[TEXT TO READ]:
☆ ☆ ☆ ☆ ☆

Regression testing verifies that old functions operate correctly after the addition of new functions, or after any other changes to the existing system. This testing also answers the question, “Is it still working correctly?” The use of WSim for regression tests includes the following advantages:
•Scripts are repeatable. After the scripts are created, they can be reused many times until the tested functions are changed.
•WSim can be run automatically. Execution parameters and operator commands that control WSim operation, including ending the simulation after all of the test cases are completed, can be included in scripts.
Performance testing includes taking measurements, changing parameters, and taking measurements again. It answers the question, “How well does it perform?” WSim can be used to report terminal response times and provides the possibility to create a controlled, repeatable transaction load for the system under test.
Stress testing is performed when you must find problems in interactions and resource contentions. By loading the system under test with high transaction rates, you can answer the question, “What will break first?” This type of test is almost impossible to conduct without a special tool. WSim can generate controlled message traffic at controlled rates.
Capacity planning helps to predict how the system under test behaves when new resources are brought online or when one or more of the existing resources are overused. This type of test helps to determine whether the system under test still performs adequately under predicted increased load. This test also answers the question, “What happens if this many resources are added?” WSim can drive the system under test with a higher than normal transaction rate and simulate more terminals or different types of terminals.
When performance, stress, and capacity planning tests are conducted, WSim should be run on a separate host from the system under test to avoid affecting the results.
3.4.2 System configuration
The following terms are used in this chapter:
•Logical unit (LU)

☆ ☆ ☆ ☆ ☆

[DATA LISTING]:
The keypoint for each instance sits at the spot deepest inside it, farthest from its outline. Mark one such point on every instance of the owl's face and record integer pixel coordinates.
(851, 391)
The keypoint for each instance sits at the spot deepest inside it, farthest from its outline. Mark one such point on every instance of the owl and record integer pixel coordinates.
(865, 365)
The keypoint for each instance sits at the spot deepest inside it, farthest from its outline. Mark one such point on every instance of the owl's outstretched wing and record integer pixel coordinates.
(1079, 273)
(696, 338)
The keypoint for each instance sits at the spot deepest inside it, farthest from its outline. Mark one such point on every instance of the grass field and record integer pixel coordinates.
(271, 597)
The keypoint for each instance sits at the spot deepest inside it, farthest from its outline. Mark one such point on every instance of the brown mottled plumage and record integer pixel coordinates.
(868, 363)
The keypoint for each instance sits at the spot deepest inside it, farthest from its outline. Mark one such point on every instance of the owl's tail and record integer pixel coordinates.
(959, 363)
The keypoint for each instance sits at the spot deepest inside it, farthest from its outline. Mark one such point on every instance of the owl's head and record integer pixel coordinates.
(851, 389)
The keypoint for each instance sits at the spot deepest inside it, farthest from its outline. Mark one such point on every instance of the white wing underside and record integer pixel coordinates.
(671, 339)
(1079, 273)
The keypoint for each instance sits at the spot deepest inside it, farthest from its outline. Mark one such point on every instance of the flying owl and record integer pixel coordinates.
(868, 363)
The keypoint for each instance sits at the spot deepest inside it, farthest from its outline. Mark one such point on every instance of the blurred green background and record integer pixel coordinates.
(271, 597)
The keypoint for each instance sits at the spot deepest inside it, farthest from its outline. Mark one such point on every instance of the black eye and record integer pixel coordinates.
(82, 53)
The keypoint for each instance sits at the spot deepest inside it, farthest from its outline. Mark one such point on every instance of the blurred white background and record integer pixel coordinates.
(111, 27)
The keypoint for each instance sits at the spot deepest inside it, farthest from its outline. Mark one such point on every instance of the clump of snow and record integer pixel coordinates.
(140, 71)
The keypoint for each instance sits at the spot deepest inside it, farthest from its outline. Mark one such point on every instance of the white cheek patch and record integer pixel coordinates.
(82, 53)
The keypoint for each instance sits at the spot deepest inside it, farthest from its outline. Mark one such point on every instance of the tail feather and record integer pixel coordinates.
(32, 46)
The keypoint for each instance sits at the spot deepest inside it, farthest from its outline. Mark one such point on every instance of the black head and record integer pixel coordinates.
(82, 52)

☆ ☆ ☆ ☆ ☆

[AIM]: From the WSim testing passage, list each quoted question that it says a type of testing answers. You can leave the items aside.

[EXERCISE ANSWER]:
- "Is it still working correctly?"
- "How well does it perform?"
- "What will break first?"
- "What happens if this many resources are added?"